### DIRECTION A
In the passage on Iran's human rights record, rewrite the text between "Iran's stated claims" and "to the prosecution.", inclusive, changing "lawyer" to "attorney".
### DIRECTION B
For each statement below, say whether the passage on Iran's human rights record agrees with it. Answer yes or no and quote the words that decide it. (i) Mohammad Mostafaei says he represented Reyhaneh Jabbari. (ii) Iran presented its report to the Universal Peer Review process in New York. (iii) Iran carried out 700 executions in 2013.

Iran's stated claims on its own human rights and religious freedom record and Jabbari's trial came under deep scrutiny during the presentation of its report to the Universal Peer Review process on October 30 in Geneva.
Iran's Larijani said: "We tried and lobbied a lot to solicit forgiveness from relatives of victims. We unfortunately were not able."
Mohammad Mostafaei, Iranian human rights lawyer who was forced to flee the country for his own safety said, however, in a UN side event, "I was Reyhaneh Jabbari's lawyer. Mr. Larijani's statement is completely false.
"It is not true that she had a fair trial. Because the deceased in this case belonged to the intelligence services, the court treated the case differently, and gave undue weight to the prosecution.
"Key evidence in the case, and basic legal principles, were ignored."
The Iranian envoy cited a relative of the killed man saying "One reason was because of huge propaganda created in this case. In my last meeting with sons, I urged him to 'let not even others also not lose a beloved one; forgive.
"We had the intention to forgive, but because of the media blitz - they accused our father of forced rape - we cannot deal with this humiliation."
The present of the International Federation for Human Rights, Karim Lahidji told journalists, "The number of executions in Iran are increasing each year - 2013 was a record year with 700 executions and 2014 following the same worrying trend.

### INFORMATION SHOWN

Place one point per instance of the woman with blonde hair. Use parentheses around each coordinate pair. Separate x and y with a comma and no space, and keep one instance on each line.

### PROBLEM SOLUTION A
Iran's stated claims on its own human rights and religious freedom record and Jabbari's trial came under deep scrutiny during the presentation of its report to the Universal Peer Review process on October 30 in Geneva.
Iran's Larijani said: "We tried and lobbied a lot to solicit forgiveness from relatives of victims. We unfortunately were not able."
Mohammad Mostafaei, Iranian human rights attorney who was forced to flee the country for his own safety said, however, in a UN side event, "I was Reyhaneh Jabbari's attorney. Mr. Larijani's statement is completely false.
"It is not true that she had a fair trial. Because the deceased in this case belonged to the intelligence services, the court treated the case differently, and gave undue weight to the prosecution.

### PROBLEM SOLUTION B
(i) Yes: "I was Reyhaneh Jabbari's lawyer."
(ii) No: "on October 30 in Geneva."
(iii) Yes: "2013 was a record year with 700 executions."